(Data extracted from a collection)

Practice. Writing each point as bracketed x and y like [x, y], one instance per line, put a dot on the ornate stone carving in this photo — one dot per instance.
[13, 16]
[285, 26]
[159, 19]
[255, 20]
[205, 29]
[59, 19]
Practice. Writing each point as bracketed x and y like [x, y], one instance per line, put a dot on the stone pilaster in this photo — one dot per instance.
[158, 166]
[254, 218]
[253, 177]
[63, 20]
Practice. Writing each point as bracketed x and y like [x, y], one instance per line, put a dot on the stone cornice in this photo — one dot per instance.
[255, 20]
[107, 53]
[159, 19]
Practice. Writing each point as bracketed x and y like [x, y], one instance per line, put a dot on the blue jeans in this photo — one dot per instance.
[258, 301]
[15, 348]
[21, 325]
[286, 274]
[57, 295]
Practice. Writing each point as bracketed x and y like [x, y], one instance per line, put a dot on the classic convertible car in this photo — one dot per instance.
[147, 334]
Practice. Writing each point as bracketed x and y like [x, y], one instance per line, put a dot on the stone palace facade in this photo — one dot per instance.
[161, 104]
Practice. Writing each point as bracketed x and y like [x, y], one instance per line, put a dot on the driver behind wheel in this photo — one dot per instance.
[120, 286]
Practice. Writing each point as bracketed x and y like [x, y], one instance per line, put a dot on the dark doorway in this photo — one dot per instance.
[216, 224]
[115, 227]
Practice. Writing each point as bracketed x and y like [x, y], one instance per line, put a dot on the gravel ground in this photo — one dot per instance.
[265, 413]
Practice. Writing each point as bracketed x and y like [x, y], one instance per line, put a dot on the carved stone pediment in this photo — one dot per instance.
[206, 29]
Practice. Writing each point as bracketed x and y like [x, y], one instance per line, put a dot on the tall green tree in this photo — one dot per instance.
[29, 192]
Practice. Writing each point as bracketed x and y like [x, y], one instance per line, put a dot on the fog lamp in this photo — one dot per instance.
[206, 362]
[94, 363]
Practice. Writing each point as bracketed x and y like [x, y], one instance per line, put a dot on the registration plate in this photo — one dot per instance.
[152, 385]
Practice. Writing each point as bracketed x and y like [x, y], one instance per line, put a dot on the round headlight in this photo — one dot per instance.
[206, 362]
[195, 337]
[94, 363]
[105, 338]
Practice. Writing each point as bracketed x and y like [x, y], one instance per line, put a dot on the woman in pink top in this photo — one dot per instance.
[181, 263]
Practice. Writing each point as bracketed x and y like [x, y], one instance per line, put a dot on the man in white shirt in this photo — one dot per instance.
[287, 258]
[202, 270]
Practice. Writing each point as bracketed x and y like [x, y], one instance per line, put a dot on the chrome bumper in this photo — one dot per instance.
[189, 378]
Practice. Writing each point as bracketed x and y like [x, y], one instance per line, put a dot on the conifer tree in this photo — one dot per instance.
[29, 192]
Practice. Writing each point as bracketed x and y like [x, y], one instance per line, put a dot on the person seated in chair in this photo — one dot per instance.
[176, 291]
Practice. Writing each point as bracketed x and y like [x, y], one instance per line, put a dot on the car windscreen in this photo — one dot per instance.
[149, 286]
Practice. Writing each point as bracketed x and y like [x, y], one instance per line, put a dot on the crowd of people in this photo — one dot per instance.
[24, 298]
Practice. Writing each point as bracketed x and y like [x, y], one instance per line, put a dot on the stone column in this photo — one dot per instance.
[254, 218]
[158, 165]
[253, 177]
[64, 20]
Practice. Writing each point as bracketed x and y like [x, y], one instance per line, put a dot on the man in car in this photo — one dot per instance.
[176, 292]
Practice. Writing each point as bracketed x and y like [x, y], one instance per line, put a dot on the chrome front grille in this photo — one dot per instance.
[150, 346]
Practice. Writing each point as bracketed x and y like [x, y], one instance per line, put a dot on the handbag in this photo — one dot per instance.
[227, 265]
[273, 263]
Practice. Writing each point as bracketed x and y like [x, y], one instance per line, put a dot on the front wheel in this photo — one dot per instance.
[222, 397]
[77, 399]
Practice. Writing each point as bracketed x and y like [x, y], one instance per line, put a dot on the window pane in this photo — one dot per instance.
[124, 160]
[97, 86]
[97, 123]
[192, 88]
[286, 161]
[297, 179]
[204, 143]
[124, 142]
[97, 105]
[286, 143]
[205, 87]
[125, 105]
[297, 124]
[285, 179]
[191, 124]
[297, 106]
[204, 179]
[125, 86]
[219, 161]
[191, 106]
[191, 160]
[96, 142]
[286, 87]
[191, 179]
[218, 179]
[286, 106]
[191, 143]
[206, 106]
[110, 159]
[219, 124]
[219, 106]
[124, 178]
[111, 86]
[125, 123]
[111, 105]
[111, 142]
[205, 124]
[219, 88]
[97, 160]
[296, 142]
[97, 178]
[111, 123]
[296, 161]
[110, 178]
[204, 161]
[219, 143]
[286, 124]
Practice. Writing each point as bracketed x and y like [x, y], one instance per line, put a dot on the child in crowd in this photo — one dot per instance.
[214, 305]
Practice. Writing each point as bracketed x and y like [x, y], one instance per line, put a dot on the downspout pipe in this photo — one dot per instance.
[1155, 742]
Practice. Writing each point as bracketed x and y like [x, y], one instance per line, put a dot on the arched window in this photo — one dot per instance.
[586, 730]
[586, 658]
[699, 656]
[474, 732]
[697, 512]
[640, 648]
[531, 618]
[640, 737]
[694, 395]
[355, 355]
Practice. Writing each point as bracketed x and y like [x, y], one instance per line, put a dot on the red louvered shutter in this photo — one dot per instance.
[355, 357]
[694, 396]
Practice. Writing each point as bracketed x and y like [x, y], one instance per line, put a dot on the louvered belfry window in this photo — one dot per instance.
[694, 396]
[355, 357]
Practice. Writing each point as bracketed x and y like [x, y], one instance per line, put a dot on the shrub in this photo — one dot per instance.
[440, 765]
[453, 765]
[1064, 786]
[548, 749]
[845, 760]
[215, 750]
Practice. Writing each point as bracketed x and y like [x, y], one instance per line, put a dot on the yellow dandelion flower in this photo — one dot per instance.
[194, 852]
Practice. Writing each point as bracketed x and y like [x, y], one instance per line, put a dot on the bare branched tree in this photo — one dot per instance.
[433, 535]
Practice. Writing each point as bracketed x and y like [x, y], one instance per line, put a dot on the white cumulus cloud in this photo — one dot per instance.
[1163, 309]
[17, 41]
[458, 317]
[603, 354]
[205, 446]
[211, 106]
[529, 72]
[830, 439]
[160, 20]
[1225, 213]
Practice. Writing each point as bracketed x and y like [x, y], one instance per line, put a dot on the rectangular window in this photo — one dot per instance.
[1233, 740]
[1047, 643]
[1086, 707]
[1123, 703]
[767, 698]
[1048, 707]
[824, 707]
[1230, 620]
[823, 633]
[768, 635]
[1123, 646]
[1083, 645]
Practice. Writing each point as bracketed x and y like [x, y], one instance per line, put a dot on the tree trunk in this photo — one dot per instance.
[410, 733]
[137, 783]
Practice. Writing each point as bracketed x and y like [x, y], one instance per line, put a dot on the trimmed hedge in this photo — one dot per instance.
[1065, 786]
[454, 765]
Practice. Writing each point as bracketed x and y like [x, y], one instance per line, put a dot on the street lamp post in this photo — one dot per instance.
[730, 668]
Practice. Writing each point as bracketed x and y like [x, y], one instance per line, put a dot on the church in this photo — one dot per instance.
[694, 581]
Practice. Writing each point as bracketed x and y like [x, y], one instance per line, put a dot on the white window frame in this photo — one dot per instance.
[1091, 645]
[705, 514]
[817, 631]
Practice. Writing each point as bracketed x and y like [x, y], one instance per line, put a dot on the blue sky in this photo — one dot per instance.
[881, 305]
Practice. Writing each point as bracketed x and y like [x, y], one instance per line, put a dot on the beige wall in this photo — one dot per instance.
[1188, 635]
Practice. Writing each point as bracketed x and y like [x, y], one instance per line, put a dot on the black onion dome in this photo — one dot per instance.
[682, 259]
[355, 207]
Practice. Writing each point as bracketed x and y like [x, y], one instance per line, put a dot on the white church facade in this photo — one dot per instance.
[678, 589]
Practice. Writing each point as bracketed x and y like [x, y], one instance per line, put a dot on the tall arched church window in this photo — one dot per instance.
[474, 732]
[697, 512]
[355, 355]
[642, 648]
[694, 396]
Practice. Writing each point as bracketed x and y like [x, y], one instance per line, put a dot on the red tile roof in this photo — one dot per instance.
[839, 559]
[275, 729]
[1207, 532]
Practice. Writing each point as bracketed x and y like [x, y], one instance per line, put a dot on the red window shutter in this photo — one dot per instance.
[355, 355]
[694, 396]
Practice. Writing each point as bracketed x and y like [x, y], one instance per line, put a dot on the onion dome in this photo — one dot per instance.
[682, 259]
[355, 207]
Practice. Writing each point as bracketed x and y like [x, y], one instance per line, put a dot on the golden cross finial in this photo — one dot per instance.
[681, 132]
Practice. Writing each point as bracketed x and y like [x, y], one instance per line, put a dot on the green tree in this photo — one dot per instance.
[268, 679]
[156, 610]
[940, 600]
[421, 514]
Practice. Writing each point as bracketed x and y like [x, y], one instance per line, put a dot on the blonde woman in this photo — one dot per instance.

### Your instructions
Start with the line that contains "on the green", end with the last line of the entries, and please retype every line in that span exactly, with no others.

### Solved problem
Practice. Writing each point as bracketed x and y like [x, y], one instance per line, put a dot on the green tree in this photo — one dot per instance.
[268, 679]
[156, 610]
[940, 600]
[421, 514]
Practice. Writing each point as bracketed x and y like [x, y], one instance per line, put a dot on the blonde woman in this photo — one dot per instance.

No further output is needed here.